### EXERCISE DIRECTIONS
Could you output each line below precisely as it stands, without the images?

### DATA SECTION
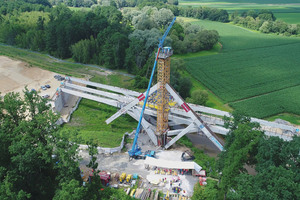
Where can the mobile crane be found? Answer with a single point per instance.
(136, 152)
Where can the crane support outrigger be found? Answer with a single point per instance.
(135, 151)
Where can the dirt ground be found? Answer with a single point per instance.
(119, 162)
(15, 75)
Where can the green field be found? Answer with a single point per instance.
(291, 18)
(89, 121)
(255, 73)
(288, 11)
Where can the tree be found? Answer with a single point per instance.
(241, 148)
(29, 139)
(208, 192)
(184, 87)
(163, 17)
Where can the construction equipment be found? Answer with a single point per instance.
(132, 192)
(150, 153)
(136, 152)
(122, 177)
(187, 156)
(167, 196)
(128, 178)
(105, 178)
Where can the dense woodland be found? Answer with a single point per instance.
(102, 35)
(36, 162)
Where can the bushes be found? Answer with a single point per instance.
(264, 21)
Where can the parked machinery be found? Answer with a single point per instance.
(128, 178)
(122, 177)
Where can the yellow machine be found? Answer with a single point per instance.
(128, 178)
(167, 196)
(122, 177)
(132, 192)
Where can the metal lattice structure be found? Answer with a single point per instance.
(163, 77)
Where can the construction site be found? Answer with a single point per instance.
(153, 166)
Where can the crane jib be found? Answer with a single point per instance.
(135, 150)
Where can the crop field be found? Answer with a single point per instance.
(252, 69)
(292, 18)
(277, 6)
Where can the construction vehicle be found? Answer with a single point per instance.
(187, 156)
(122, 177)
(136, 152)
(167, 196)
(105, 178)
(150, 153)
(132, 192)
(128, 178)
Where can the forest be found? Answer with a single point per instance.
(102, 35)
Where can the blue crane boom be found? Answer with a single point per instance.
(136, 150)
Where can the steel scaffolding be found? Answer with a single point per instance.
(163, 77)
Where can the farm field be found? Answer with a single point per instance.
(281, 7)
(292, 18)
(252, 69)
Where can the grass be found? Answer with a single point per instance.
(231, 5)
(255, 73)
(292, 18)
(294, 119)
(89, 121)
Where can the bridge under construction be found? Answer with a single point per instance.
(192, 118)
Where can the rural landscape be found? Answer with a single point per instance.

### ANSWER TO THE PROBLEM
Where can the mobile crane be found? Answer with a single point per instance.
(136, 152)
Where can the crane support outrigger be found? Answer with a single point per instance.
(135, 151)
Where can the dirt ground be found? Answer with a single point per instance.
(119, 162)
(15, 75)
Where can the green field be found? Answer with a single point per instance.
(291, 18)
(89, 121)
(255, 73)
(288, 11)
Where can the tree be found? Answer with a single point per instance.
(241, 148)
(29, 139)
(208, 192)
(184, 87)
(163, 17)
Where can the construction equipment be found? Answer with a single point per instance.
(132, 192)
(150, 153)
(136, 152)
(122, 177)
(187, 156)
(167, 196)
(128, 178)
(105, 178)
Where can the dense woodland be found? Answer with a single point per instance.
(102, 35)
(36, 162)
Where can the bushes be found? Answer with a single point per instance.
(264, 21)
Where can the parked machinery be found? Answer with a single point per instance.
(128, 178)
(122, 177)
Where can the yellow machine be found? Answer with a single point per instance.
(128, 178)
(167, 196)
(122, 177)
(132, 192)
Where can the metal lattice structure be found? Answer with a single point per instance.
(163, 77)
Where can the construction site be found? Answer with a single point per instance.
(153, 166)
Where can the crane jib be found? Answer with a single point per instance.
(135, 150)
Where can the crop field be found? Answer with a single point per instance.
(252, 69)
(292, 18)
(277, 6)
Where can the construction vehicle be found? Answer with a single point per instance.
(187, 156)
(122, 177)
(136, 152)
(167, 196)
(105, 178)
(150, 153)
(132, 192)
(128, 178)
Where can the forest be found? Answer with a single point per instance.
(102, 35)
Where can the blue crane boom be found? Answer with a single point per instance.
(136, 150)
Where can the steel scaffolding be found? Answer with a single point per instance.
(163, 77)
Where can the farm field be found? Answer with a single point per instance.
(281, 7)
(292, 18)
(252, 69)
Where can the grass be found? Answer with a single point per instance.
(231, 5)
(255, 73)
(292, 18)
(294, 119)
(89, 121)
Where can the bridge under construction be found? Answer with a single point per instance.
(192, 118)
Where can the rural landscape be found? Answer with a single point per instance.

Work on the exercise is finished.